| Set exercise |
Every line from the line containing "Kindly point to the thick" through the final line below is to be repeated exactly; no other line is.

**** Records for this task ****

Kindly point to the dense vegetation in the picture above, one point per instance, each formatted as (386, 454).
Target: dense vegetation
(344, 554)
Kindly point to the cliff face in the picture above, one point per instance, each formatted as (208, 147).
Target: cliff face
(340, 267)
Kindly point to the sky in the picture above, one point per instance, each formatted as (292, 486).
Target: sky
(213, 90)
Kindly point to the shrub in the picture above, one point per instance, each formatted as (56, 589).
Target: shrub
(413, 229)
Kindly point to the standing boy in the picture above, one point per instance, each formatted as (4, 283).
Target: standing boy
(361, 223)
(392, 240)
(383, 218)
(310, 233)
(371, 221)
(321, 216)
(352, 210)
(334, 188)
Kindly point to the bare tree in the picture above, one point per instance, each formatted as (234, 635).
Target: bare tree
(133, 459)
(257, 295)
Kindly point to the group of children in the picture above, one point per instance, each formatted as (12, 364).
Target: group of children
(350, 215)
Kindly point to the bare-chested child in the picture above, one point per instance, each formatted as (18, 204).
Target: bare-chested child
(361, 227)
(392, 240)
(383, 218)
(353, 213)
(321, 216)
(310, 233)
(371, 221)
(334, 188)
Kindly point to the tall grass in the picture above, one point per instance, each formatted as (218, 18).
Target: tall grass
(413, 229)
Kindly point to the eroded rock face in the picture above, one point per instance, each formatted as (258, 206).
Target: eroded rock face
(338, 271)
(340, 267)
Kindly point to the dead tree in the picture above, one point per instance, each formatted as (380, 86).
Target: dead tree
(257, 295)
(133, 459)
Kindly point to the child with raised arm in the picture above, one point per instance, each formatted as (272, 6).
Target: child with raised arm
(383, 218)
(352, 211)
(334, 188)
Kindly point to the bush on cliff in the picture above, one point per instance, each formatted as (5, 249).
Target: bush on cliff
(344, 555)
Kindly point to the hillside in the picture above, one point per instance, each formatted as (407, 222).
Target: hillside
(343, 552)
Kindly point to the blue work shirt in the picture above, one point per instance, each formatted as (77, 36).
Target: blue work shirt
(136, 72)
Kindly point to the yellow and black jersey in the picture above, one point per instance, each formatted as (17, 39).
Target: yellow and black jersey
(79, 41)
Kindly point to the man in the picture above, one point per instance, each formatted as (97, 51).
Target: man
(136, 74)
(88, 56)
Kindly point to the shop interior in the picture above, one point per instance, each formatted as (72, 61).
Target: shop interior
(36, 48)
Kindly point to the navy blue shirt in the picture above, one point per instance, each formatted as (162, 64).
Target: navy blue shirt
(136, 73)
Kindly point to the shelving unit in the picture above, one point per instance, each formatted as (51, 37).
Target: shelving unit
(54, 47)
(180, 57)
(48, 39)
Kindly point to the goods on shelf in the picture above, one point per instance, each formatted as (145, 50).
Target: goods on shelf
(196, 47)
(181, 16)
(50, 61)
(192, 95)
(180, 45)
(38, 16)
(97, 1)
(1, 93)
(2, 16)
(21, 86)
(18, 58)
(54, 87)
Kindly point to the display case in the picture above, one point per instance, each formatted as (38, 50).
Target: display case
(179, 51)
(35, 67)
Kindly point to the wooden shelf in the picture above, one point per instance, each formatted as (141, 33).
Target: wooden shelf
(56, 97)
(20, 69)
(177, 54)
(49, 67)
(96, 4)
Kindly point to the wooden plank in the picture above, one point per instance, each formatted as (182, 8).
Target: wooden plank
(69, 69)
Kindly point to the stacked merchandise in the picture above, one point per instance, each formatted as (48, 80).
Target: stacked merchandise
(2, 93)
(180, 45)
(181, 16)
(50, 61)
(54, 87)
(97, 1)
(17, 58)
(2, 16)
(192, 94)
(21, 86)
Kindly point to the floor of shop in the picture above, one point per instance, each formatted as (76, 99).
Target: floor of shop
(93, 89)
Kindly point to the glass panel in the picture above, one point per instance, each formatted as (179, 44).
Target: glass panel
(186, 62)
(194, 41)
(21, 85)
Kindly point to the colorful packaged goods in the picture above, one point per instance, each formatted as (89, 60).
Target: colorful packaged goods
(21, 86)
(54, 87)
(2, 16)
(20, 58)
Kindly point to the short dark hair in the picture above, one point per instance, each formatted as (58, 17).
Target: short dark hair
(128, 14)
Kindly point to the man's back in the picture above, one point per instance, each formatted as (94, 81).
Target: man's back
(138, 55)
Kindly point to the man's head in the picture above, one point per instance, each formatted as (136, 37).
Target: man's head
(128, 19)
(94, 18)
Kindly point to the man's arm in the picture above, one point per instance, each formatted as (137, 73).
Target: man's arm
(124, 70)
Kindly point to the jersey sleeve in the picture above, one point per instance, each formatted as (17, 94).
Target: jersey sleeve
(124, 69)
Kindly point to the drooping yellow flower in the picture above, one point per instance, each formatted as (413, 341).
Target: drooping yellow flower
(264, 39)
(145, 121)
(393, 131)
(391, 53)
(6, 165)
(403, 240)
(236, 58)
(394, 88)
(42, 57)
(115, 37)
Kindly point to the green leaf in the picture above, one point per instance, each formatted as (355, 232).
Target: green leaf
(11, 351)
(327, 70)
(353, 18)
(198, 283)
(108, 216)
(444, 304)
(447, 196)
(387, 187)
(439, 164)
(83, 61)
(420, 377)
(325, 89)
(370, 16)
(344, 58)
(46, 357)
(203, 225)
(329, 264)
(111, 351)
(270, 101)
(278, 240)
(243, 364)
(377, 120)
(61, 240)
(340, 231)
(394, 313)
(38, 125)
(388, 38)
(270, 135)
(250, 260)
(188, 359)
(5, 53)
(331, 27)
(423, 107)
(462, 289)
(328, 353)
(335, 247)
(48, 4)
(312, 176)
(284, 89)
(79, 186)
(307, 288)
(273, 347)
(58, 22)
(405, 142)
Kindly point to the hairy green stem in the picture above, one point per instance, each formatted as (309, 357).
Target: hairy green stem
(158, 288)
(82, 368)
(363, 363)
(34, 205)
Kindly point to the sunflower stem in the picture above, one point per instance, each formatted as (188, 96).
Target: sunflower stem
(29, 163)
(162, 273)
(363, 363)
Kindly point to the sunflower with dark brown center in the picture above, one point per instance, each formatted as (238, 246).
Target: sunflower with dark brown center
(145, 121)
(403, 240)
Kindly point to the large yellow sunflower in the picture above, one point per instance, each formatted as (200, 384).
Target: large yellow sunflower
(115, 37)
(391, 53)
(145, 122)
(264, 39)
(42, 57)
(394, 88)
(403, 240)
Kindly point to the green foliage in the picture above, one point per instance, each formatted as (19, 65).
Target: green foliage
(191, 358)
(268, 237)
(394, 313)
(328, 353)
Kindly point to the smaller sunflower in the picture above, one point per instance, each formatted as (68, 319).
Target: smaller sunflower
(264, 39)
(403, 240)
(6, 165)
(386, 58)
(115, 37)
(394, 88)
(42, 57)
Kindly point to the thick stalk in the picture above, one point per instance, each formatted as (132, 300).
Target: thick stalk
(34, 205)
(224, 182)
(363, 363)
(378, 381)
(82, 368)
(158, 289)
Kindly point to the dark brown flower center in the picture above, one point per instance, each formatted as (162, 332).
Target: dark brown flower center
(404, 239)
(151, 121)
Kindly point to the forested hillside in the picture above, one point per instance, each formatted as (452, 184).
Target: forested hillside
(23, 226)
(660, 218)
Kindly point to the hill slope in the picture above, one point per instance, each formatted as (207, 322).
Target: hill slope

****

| Result for this task |
Kindly point to the thick stalk in the picture above, one point per instance, each formatted as (132, 300).
Target: thick stalk
(34, 205)
(224, 182)
(363, 363)
(378, 381)
(82, 368)
(158, 289)
Kindly point to the dark brown flower center in the picture above, one point per instance, each formatted as (162, 332).
Target: dark brown flower center
(404, 239)
(151, 121)
Kindly point to the forested hillside in the picture above, one point per instance, each formatted as (452, 184).
Target: forested hillside
(23, 226)
(660, 218)
Kindly point to the hill slope in the picture above, one point per instance, each formatted as (207, 322).
Target: hill slope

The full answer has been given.